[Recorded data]
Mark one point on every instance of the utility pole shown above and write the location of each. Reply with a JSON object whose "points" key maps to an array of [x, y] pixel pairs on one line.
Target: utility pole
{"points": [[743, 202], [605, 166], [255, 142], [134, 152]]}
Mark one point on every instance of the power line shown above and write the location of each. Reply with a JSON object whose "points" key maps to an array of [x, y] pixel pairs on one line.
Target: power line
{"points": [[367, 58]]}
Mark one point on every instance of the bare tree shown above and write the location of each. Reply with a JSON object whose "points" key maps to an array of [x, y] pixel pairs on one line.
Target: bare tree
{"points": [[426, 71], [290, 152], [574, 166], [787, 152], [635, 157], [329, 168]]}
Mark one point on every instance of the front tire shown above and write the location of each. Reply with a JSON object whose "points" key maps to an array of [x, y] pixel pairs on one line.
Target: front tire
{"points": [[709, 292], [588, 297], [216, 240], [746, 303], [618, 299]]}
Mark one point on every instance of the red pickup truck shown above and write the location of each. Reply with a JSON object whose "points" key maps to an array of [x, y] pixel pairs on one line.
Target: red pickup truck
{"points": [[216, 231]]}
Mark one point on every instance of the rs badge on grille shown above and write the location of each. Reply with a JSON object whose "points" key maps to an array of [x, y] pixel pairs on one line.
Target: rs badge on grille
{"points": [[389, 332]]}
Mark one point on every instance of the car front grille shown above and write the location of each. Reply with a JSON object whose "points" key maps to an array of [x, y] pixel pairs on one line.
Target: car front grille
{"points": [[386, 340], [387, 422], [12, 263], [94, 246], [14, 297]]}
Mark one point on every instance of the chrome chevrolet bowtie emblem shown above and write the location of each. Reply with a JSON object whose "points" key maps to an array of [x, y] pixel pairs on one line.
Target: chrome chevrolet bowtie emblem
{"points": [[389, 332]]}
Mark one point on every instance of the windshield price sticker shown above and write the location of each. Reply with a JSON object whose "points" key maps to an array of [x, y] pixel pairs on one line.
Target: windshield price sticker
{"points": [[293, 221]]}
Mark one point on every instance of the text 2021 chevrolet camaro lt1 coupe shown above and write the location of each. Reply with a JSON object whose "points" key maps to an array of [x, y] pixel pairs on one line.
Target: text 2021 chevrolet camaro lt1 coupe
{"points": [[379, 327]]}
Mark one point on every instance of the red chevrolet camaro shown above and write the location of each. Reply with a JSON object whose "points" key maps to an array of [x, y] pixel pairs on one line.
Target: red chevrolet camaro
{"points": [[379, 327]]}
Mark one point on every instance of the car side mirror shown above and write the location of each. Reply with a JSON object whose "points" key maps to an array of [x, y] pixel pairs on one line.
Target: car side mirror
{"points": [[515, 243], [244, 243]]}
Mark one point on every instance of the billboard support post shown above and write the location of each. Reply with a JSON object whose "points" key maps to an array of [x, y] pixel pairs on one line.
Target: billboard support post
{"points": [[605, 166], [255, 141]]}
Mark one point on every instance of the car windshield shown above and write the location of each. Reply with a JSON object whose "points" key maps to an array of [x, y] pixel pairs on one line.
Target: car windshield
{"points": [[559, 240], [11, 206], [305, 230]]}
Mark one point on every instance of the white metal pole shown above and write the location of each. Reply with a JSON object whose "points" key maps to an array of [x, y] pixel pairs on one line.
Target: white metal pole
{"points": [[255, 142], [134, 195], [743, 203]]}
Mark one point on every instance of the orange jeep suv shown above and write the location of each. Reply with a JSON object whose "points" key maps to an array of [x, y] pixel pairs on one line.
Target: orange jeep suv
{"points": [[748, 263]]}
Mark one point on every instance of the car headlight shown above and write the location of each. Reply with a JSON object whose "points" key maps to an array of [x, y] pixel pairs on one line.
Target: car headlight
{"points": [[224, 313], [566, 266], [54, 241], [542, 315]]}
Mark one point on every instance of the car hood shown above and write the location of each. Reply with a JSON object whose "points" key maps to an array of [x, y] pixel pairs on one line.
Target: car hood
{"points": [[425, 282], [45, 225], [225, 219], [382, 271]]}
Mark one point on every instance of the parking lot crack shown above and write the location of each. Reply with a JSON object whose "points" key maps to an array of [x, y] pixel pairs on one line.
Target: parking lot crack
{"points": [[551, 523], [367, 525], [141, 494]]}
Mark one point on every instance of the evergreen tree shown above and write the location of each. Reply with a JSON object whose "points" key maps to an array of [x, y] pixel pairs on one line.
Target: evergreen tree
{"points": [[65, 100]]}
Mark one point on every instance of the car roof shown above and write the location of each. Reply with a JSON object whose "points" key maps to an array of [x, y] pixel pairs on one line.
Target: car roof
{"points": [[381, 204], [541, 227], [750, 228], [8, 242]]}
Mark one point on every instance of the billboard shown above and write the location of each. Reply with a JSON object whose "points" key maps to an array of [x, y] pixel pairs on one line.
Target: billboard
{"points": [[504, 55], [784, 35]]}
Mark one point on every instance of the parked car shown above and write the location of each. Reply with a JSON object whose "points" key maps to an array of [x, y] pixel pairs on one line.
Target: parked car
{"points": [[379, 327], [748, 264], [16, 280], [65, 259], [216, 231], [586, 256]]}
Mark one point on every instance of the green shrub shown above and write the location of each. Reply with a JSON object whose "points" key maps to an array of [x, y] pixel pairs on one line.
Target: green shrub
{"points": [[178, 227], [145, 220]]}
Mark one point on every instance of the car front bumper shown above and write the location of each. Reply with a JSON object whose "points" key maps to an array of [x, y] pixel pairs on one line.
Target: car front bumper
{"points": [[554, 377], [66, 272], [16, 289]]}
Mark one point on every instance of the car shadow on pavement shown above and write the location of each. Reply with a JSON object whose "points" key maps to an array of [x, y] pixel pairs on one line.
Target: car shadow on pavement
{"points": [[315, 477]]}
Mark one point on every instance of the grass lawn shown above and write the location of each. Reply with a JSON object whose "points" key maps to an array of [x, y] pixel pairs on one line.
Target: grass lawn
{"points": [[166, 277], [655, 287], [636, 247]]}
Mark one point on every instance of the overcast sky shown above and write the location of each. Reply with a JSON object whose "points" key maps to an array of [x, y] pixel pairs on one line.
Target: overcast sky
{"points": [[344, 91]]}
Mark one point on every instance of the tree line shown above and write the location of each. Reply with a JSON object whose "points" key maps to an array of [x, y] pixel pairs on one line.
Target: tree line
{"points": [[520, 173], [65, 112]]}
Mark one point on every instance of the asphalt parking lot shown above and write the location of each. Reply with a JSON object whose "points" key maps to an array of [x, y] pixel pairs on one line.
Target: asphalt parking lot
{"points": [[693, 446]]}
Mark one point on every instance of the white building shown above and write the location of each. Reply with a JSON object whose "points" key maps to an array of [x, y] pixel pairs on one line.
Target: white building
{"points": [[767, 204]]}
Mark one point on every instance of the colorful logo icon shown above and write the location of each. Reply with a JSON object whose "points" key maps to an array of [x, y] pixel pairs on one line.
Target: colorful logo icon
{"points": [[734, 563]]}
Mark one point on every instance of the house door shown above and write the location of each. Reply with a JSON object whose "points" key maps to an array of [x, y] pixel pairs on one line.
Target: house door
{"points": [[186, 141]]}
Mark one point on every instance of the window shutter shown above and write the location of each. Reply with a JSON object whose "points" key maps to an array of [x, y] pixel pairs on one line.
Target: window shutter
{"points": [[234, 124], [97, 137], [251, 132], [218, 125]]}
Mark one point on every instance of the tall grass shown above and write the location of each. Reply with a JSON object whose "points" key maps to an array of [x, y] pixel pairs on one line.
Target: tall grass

[The exercise] Give back exactly the lines from the line containing "Mark one point on every instance of the colorful" to the end of the entries, and no other lines.

[Reply to the task]
Mark one point on every instance of the colorful logo icon shown above and write the location of each. Reply with a JSON object whose "points" key maps to an array of [x, y] pixel pairs on one line.
Target: colorful logo icon
{"points": [[734, 563]]}
Mark one point on every instance of the house door shown above and write the location of each. Reply with a JSON object whose "points" key maps to an array of [x, y] pixel pairs on one line.
Target: house door
{"points": [[186, 141]]}
Mark one point on every instance of the window shutter shown above and write the location of each. Reply with a JSON object whose "points" key maps to an array of [x, y] pixel pairs on one line.
Target: window shutter
{"points": [[234, 124], [97, 137], [251, 132], [218, 125]]}
Mark one point on every instance of the tall grass shown above and write the location of each. Reply with a JSON object whose "points" key maps to an array of [x, y] pixel pairs on one line.
Target: tall grass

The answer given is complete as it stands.